> _ABOUT THIS TASK_
Restate the data below word for word, omitting pictures.

(Beginning of INPUT)

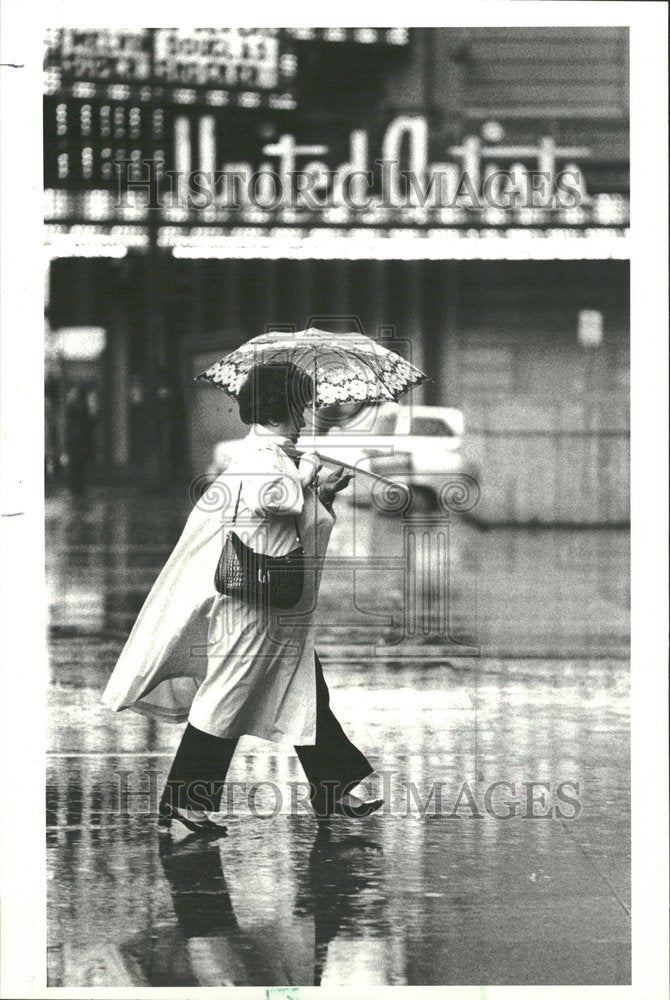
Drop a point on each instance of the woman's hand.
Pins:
(310, 463)
(335, 482)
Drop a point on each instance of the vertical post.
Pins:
(118, 391)
(415, 320)
(154, 458)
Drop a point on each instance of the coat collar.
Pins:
(261, 437)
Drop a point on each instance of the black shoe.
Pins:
(357, 810)
(203, 826)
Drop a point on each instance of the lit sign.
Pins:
(243, 67)
(218, 57)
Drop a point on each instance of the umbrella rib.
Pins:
(377, 375)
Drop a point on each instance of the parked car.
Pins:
(416, 445)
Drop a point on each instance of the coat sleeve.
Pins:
(272, 486)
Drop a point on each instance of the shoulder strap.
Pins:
(237, 503)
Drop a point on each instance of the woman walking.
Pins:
(233, 667)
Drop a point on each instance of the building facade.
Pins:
(464, 191)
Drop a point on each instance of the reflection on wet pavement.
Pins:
(522, 679)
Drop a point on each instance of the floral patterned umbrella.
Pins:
(346, 367)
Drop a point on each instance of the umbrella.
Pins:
(345, 368)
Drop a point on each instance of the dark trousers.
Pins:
(332, 766)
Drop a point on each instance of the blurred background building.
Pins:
(518, 313)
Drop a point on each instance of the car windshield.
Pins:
(384, 423)
(431, 427)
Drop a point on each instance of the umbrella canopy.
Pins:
(345, 367)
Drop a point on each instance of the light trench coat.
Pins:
(228, 667)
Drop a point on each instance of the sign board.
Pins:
(245, 67)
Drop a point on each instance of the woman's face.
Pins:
(292, 426)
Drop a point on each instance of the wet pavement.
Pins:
(511, 668)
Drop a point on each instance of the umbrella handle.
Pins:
(335, 463)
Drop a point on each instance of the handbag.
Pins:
(266, 581)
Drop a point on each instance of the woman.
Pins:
(229, 667)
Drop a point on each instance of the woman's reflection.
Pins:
(334, 931)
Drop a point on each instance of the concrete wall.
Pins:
(547, 419)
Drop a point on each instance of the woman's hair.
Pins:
(273, 392)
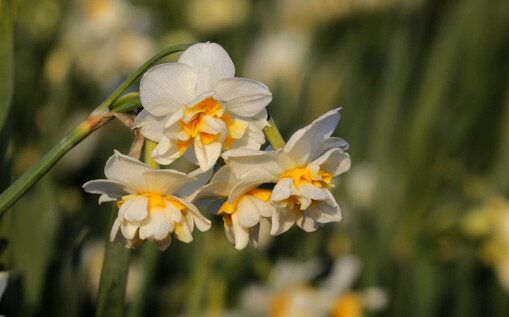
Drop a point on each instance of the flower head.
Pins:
(242, 216)
(303, 171)
(150, 202)
(196, 106)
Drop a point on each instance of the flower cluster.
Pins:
(197, 109)
(292, 290)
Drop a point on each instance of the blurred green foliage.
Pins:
(424, 91)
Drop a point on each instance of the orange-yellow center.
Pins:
(194, 125)
(348, 305)
(227, 209)
(154, 200)
(323, 179)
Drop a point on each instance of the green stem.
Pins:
(148, 148)
(30, 177)
(96, 119)
(112, 287)
(273, 136)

(End of INPUT)

> _PROBLEM SOLUTION_
Drop a point on each instance of the woman's hand.
Pins:
(310, 463)
(335, 482)
Drop a point on each instance of the vertical post.
Pins:
(118, 391)
(415, 320)
(154, 458)
Drop a point on each instance of the coat collar.
Pins:
(261, 437)
Drop a point on each instance of the black shoe.
Pins:
(357, 810)
(203, 826)
Drop a point on each instance of the lit sign.
Pins:
(243, 67)
(218, 57)
Drop a point on each instance of the umbrella rib.
Pins:
(377, 375)
Drop a point on each instance of the parked car.
Pins:
(416, 445)
Drop a point on each instance of the coat sleeve.
Pins:
(272, 486)
Drop a point on each instance of the shoulder strap.
Pins:
(237, 503)
Drop a point on each instance of the woman walking.
Pins:
(233, 667)
Drop a point on each instance of the building facade.
Pins:
(464, 191)
Drop a point on each instance of the reflection on wet pavement.
Pins:
(522, 679)
Drop a point on each instance of the floral patterned umbrella.
Pins:
(346, 367)
Drop a point on each instance of the umbrella.
Pins:
(345, 368)
Drop a point on each instance of the dark trousers.
Pins:
(332, 766)
Drop a point on each instance of the blurred background building.
Pins:
(518, 313)
Drop a point on each instance of the car windshield.
Pins:
(384, 423)
(431, 427)
Drop a point on each instance of the umbrella canopy.
Pins:
(345, 367)
Drop a point on each instance of the light trench coat.
Pins:
(228, 667)
Drop a point on each instance of the sign board.
Pins:
(245, 67)
Drop a point on each instance of the woman's face.
Pins:
(292, 426)
Drop a point on each instance of the wet pavement.
Pins:
(511, 668)
Drop a point on each instance of the umbrella handle.
Pins:
(335, 463)
Drop a point on each instance of the handbag.
Pins:
(266, 581)
Drop a point on each instance of the woman.
Pins:
(229, 667)
Drop a point on each instance of the woman's reflection.
Pins:
(334, 931)
Drop a point on each instance of the concrete wall.
Pins:
(547, 419)
Drop a point on each instance of the woman's hair.
Pins:
(273, 392)
Drop a point on each instance of the flower head.
Pins:
(242, 216)
(303, 171)
(150, 202)
(196, 106)
Drop a point on each instance of the flower cluster.
Pins:
(197, 109)
(292, 290)
Drop a point on each instance of the blurred green foliage.
Pins:
(424, 91)
Drop a point on each instance of the orange-yellow center.
Pins:
(194, 125)
(348, 305)
(227, 209)
(154, 200)
(323, 179)
Drop a point on each instance of the green stem.
Pins:
(148, 148)
(30, 177)
(96, 119)
(112, 287)
(273, 136)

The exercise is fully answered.